(Position annotation records)
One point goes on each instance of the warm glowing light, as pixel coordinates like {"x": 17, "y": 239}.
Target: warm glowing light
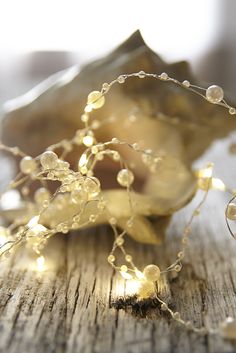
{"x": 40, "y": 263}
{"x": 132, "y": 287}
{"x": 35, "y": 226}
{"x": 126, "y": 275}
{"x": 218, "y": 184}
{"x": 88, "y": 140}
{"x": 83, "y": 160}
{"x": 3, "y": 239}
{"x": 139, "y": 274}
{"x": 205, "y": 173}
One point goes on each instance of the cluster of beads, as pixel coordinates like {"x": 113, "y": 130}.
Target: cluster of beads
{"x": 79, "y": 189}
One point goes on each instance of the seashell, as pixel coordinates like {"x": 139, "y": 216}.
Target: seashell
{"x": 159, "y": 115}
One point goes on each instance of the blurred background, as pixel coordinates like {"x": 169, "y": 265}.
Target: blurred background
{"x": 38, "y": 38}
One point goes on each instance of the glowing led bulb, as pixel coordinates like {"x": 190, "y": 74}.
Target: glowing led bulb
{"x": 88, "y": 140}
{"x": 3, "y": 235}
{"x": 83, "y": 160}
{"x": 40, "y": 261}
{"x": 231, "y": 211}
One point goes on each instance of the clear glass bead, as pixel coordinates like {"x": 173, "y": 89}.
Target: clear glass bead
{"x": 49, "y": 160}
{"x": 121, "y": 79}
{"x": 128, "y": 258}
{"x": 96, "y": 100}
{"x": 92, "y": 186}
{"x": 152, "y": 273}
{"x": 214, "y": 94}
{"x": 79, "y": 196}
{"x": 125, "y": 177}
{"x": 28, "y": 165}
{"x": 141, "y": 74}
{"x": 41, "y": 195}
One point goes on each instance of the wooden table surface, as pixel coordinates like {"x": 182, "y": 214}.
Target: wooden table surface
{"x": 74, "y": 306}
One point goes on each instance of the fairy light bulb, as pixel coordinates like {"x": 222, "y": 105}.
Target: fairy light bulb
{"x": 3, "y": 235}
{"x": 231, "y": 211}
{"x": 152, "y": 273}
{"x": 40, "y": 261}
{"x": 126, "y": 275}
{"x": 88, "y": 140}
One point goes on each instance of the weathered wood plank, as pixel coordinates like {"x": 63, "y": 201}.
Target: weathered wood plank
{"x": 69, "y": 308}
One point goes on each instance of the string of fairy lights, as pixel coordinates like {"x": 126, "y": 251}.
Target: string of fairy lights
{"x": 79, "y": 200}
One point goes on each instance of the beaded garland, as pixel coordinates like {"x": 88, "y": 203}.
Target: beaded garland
...
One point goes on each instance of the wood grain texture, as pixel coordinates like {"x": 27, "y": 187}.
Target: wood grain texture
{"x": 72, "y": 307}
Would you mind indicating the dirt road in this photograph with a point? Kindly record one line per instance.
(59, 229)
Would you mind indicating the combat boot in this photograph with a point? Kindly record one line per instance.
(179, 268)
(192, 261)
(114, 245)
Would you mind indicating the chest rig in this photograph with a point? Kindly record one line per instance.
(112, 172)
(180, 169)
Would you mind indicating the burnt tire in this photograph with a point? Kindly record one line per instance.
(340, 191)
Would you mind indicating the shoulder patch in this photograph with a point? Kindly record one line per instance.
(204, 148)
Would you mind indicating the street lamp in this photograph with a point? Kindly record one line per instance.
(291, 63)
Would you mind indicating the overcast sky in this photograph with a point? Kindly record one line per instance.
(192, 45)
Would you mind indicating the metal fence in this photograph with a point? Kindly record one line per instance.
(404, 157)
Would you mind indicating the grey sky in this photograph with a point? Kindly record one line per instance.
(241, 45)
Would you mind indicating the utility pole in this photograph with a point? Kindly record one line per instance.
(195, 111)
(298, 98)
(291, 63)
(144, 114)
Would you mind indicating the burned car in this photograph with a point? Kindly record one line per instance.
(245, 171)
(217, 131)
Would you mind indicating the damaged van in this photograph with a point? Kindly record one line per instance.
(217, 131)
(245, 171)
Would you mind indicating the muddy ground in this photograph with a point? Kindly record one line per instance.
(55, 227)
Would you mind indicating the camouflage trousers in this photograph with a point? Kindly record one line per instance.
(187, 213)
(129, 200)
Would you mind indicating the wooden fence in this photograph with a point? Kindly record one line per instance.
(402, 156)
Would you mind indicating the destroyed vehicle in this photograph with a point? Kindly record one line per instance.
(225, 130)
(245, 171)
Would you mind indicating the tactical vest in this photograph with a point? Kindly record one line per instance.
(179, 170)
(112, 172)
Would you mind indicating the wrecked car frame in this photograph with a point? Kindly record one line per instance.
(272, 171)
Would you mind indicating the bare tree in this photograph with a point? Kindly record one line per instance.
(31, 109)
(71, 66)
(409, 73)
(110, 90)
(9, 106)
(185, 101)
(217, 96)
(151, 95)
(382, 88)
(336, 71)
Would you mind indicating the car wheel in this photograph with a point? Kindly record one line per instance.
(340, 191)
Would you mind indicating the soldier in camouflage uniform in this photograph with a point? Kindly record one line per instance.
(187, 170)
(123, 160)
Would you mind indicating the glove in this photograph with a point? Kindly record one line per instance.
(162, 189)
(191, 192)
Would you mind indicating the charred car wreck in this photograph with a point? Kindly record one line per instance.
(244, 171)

**Given task**
Copy out the lines in the records above, starting at the line with "One point goes on each instance of the beaded" and ending with the line with "Target: beaded garland", both of those lines included.

**Output**
One point goes on each instance of the beaded garland, as pixel coordinates like {"x": 88, "y": 203}.
Target: beaded garland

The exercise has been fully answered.